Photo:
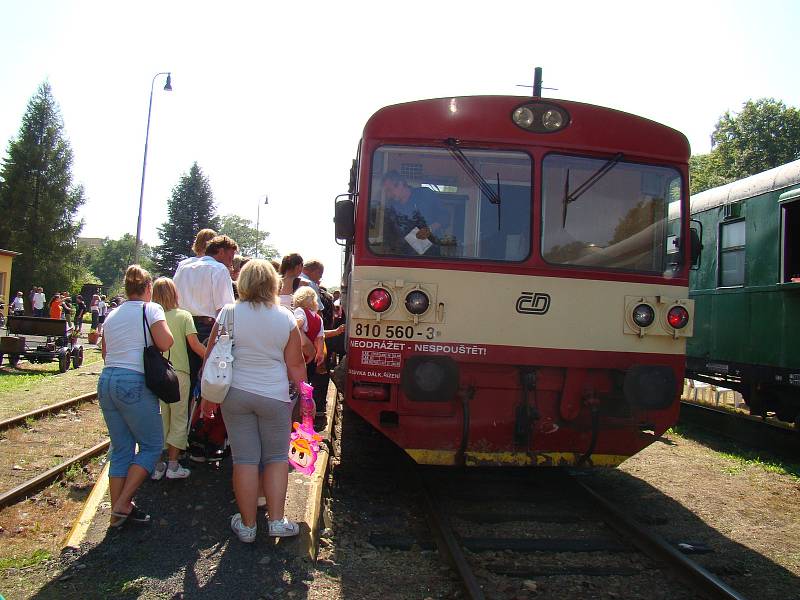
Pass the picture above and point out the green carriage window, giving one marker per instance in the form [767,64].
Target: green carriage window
[731,254]
[790,226]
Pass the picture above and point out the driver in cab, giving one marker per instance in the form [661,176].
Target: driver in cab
[412,217]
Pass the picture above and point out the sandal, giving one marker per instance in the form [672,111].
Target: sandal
[121,518]
[139,517]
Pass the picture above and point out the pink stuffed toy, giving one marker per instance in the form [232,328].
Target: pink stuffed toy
[304,441]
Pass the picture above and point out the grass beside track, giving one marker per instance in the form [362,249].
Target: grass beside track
[739,456]
[28,374]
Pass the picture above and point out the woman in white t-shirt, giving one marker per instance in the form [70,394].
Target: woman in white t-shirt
[257,409]
[130,409]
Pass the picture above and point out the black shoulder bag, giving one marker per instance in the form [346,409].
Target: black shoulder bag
[159,374]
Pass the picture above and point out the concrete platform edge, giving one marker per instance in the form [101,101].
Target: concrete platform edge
[84,520]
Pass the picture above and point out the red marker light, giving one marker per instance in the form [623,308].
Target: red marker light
[379,300]
[678,317]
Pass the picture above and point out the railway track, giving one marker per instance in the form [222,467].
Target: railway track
[14,448]
[552,526]
[513,533]
[752,432]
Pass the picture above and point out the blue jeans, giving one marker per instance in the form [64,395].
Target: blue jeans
[131,412]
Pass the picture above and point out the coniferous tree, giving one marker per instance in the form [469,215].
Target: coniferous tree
[190,209]
[38,200]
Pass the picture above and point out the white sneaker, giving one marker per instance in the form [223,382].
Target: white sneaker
[243,532]
[180,473]
[283,528]
[158,471]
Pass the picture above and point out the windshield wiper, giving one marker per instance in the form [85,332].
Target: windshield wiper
[586,185]
[474,174]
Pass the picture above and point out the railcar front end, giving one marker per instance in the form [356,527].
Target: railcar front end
[516,280]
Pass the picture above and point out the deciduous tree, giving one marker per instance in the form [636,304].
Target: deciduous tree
[251,242]
[38,200]
[109,261]
[763,135]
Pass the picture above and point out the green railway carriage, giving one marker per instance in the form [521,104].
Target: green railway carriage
[747,290]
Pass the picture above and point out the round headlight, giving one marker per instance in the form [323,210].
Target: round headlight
[644,315]
[379,300]
[552,119]
[417,302]
[523,116]
[677,317]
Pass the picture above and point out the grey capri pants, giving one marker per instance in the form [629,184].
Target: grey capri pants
[258,427]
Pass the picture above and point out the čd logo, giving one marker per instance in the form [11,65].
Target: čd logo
[530,303]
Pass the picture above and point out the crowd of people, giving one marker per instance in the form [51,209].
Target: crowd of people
[285,327]
[63,306]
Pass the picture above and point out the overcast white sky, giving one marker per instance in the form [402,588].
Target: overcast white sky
[271,98]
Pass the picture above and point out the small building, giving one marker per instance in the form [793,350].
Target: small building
[6,258]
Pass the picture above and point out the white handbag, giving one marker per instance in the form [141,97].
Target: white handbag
[217,372]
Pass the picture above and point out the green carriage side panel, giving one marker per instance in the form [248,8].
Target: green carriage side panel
[752,324]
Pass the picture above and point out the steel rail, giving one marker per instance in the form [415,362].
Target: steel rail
[751,431]
[39,481]
[39,412]
[448,545]
[706,583]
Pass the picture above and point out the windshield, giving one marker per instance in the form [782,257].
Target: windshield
[626,219]
[423,204]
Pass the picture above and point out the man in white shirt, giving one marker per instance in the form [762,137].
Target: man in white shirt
[18,304]
[311,276]
[199,247]
[204,287]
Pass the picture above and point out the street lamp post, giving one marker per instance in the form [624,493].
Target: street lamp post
[168,88]
[258,218]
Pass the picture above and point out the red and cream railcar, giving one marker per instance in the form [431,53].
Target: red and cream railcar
[516,280]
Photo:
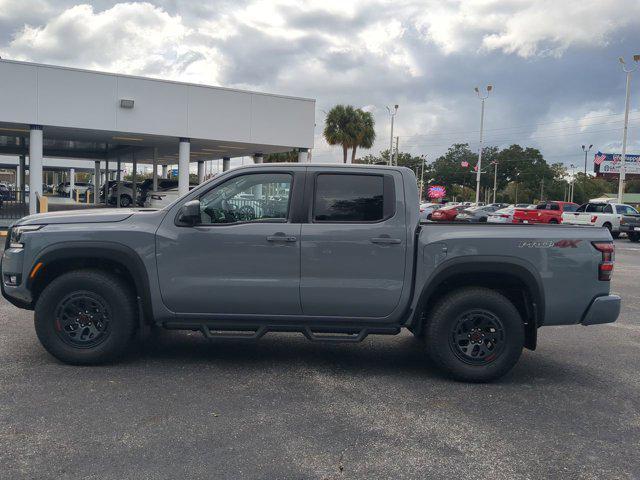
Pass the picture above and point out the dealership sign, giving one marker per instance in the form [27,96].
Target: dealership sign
[436,191]
[605,164]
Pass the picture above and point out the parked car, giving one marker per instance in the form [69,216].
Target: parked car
[504,215]
[447,213]
[545,212]
[212,264]
[426,209]
[477,214]
[126,194]
[81,187]
[599,214]
[630,224]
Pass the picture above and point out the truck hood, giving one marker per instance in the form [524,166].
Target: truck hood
[98,215]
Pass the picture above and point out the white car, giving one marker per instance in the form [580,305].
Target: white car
[426,209]
[599,214]
[504,215]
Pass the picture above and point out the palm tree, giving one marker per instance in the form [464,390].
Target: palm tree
[339,127]
[365,133]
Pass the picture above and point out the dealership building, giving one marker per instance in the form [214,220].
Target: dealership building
[104,118]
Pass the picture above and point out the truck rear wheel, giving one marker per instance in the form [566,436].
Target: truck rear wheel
[85,317]
[475,334]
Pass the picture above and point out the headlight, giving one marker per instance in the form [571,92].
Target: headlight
[15,238]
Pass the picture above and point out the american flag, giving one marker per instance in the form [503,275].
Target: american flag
[599,158]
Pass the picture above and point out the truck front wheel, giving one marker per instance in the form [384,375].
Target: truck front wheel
[85,317]
[475,334]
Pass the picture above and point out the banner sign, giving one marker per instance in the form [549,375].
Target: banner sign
[436,191]
[608,164]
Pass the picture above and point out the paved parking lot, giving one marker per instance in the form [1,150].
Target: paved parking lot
[284,408]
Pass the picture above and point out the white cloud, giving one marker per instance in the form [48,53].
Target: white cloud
[524,27]
[134,38]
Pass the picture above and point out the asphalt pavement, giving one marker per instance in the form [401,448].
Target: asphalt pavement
[284,408]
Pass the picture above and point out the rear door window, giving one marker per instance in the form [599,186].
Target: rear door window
[595,207]
[349,198]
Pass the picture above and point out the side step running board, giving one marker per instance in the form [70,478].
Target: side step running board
[323,333]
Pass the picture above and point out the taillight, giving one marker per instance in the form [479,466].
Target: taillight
[605,267]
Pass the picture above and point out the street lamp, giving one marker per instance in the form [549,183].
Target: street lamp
[393,116]
[422,161]
[482,96]
[586,151]
[573,181]
[623,166]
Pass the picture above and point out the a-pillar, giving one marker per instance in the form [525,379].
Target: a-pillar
[200,171]
[35,166]
[96,182]
[184,153]
[72,181]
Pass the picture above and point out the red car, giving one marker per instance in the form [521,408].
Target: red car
[447,214]
[545,212]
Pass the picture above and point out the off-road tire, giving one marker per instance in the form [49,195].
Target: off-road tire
[441,328]
[102,287]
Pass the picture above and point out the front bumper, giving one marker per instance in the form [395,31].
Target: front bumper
[602,310]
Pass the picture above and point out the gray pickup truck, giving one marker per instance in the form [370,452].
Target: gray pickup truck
[334,252]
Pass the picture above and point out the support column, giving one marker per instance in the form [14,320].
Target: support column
[35,166]
[118,182]
[200,171]
[23,176]
[134,176]
[184,152]
[154,175]
[72,181]
[96,183]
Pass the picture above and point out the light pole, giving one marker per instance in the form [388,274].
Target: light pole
[495,179]
[482,96]
[573,181]
[586,151]
[422,157]
[623,166]
[393,116]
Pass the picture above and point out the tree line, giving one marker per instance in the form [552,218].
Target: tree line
[522,175]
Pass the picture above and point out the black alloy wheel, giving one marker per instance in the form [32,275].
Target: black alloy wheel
[82,319]
[477,337]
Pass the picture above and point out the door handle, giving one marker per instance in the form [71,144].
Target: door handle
[281,238]
[386,240]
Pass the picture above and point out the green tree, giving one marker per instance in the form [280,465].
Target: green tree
[339,127]
[364,133]
[291,156]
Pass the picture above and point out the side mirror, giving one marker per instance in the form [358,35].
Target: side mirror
[190,213]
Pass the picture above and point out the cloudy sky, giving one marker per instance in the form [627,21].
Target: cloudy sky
[553,63]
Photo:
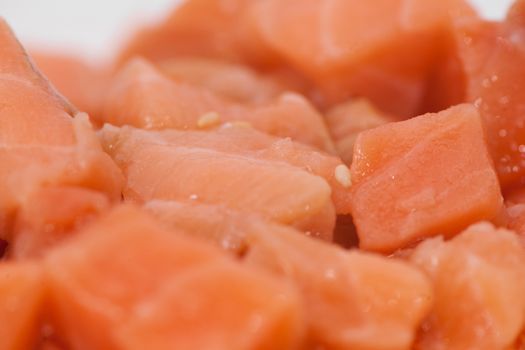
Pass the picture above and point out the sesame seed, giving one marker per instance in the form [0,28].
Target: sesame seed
[292,97]
[208,120]
[237,124]
[342,175]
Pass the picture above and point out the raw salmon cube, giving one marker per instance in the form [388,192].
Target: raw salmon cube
[50,215]
[422,177]
[345,121]
[141,96]
[247,142]
[352,300]
[21,305]
[245,312]
[479,284]
[82,83]
[354,48]
[234,81]
[124,271]
[278,191]
[492,56]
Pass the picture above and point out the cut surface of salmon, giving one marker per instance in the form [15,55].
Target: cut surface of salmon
[224,227]
[83,84]
[141,96]
[333,43]
[118,278]
[345,121]
[492,56]
[242,305]
[15,63]
[246,142]
[278,191]
[233,81]
[26,168]
[191,29]
[478,280]
[41,143]
[50,215]
[21,305]
[352,300]
[426,176]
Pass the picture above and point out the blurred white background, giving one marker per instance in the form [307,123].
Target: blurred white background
[93,28]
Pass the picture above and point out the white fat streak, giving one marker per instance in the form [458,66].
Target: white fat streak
[343,176]
[208,120]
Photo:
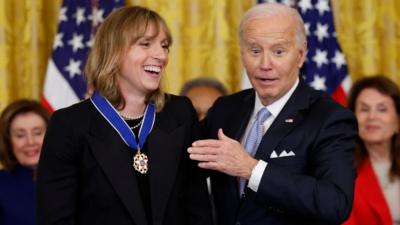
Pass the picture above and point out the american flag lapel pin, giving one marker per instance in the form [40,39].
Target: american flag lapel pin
[290,120]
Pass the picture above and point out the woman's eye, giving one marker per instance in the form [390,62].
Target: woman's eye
[165,47]
[145,44]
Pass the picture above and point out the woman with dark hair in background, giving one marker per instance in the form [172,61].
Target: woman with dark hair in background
[376,104]
[22,126]
[120,157]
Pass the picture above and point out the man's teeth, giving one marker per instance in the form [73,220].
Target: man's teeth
[155,69]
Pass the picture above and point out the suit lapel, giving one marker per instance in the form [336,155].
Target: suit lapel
[113,156]
[236,130]
[287,119]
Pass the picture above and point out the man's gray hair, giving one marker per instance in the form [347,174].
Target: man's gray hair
[270,9]
[203,82]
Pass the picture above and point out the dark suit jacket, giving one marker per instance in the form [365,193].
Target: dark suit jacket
[313,187]
[85,174]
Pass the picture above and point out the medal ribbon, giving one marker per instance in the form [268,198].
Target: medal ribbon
[115,120]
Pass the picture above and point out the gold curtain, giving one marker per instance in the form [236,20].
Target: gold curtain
[27,29]
[204,32]
[205,40]
[369,33]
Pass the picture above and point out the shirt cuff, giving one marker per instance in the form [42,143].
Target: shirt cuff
[256,175]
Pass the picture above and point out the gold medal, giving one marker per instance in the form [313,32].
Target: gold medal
[140,162]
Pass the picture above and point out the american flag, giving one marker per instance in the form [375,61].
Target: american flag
[78,20]
[325,67]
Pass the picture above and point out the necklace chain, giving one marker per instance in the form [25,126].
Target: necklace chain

★ ★ ★ ★ ★

Assignment:
In the data above, find the line that contains "the form [503,275]." and the line that contains "Pass the picture above and point out the truck front". Repeat exactly those lines and every line between them, and only those.

Response for this exercise:
Pass the picture above and point out the american flag, giving one marker per instance in the form [503,275].
Target: american flag
[599,158]
Pass the picture above and point out the truck front wheel, giving one marker per instance in the form [384,375].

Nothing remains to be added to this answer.